--- START DATASET CONTENT ---
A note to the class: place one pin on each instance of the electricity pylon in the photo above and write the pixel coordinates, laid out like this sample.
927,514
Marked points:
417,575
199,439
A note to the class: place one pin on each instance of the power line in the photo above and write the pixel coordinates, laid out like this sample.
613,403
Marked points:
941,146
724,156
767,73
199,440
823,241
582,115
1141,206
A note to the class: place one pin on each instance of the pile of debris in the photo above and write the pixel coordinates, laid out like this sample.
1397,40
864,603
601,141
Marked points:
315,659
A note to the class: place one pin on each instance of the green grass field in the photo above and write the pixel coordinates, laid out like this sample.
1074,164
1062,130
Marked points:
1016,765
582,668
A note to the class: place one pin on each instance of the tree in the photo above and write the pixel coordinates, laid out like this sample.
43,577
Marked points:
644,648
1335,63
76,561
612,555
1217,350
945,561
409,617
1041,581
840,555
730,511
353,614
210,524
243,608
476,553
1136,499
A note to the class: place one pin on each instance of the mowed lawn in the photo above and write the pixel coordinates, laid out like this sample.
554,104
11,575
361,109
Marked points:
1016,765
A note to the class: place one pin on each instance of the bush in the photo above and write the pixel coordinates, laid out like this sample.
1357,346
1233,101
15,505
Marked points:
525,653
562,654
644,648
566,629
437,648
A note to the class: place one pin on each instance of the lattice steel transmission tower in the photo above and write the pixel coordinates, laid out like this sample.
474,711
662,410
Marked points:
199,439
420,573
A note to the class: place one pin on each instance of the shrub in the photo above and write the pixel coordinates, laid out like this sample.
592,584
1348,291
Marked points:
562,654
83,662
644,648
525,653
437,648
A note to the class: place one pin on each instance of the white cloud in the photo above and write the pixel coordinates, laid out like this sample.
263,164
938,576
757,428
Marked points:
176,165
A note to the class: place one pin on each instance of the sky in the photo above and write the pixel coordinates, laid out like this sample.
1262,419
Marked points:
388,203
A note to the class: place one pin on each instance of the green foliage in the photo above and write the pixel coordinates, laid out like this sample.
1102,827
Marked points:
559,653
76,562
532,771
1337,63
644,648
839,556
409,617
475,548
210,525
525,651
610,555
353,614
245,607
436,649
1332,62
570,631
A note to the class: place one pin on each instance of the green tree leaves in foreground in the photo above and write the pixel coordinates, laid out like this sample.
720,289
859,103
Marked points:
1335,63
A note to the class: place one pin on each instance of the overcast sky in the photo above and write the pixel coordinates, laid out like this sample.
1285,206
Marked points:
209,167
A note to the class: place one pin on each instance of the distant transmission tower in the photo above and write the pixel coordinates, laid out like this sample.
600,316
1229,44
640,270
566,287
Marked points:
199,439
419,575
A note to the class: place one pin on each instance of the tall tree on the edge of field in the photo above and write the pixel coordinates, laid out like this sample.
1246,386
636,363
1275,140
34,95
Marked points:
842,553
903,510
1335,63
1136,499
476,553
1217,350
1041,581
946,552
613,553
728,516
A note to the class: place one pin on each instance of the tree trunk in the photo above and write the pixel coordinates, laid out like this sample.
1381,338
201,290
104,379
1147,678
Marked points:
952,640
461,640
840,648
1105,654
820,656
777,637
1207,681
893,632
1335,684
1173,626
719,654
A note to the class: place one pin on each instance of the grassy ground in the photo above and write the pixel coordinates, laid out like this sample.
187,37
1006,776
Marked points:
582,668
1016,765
--- END DATASET CONTENT ---
--- START DATASET CONTENT ---
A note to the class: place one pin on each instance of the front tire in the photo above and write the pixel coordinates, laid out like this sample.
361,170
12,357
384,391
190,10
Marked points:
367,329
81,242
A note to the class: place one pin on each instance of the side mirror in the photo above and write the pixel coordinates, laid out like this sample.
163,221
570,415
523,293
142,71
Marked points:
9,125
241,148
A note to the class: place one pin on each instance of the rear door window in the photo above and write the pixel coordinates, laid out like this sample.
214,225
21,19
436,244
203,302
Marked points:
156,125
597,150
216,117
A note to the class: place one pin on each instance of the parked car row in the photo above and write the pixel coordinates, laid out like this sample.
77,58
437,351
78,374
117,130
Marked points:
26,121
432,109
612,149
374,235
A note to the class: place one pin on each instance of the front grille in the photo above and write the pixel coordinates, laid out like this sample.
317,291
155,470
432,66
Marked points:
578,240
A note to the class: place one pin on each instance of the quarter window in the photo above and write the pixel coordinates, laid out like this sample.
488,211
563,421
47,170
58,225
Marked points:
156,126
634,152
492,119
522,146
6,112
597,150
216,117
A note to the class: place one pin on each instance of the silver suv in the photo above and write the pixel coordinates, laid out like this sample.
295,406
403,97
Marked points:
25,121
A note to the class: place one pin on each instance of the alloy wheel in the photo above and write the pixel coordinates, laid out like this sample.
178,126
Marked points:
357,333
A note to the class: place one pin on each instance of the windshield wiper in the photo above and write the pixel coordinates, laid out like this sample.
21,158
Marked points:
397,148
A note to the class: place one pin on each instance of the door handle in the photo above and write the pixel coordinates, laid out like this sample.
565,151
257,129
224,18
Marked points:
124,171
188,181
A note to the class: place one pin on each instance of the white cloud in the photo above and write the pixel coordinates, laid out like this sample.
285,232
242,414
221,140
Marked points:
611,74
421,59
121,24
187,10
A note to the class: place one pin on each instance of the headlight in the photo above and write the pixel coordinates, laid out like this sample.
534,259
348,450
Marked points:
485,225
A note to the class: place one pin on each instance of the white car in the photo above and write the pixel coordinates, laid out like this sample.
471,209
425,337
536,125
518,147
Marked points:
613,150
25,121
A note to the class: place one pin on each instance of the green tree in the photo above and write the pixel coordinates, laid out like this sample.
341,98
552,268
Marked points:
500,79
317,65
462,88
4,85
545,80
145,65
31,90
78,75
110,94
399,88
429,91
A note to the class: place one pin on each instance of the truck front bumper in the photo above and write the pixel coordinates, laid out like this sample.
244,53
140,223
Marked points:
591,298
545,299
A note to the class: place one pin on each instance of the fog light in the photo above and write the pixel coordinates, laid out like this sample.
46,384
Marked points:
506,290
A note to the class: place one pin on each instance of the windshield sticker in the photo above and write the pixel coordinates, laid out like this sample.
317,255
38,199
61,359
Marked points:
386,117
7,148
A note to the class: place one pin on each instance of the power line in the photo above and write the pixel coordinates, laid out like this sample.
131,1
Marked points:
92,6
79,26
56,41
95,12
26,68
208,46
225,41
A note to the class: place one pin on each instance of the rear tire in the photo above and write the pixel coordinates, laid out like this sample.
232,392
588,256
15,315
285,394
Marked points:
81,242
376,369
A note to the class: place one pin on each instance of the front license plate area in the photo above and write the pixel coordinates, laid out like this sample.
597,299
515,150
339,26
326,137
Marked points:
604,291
--- END DATASET CONTENT ---
### AIM
Gather every line in the items above that contains the string "tower" and copy each one out. Match case exactly.

### EXERCISE ANSWER
A note to the class: place one pin on each instance of the lattice steel transmission tower in the photo above and write the pixel coordinates, laid out like this sample.
A note to the class: place one pin on each instance of the distant transmission tower in the photo above and write the pixel coordinates, laid out like this sample.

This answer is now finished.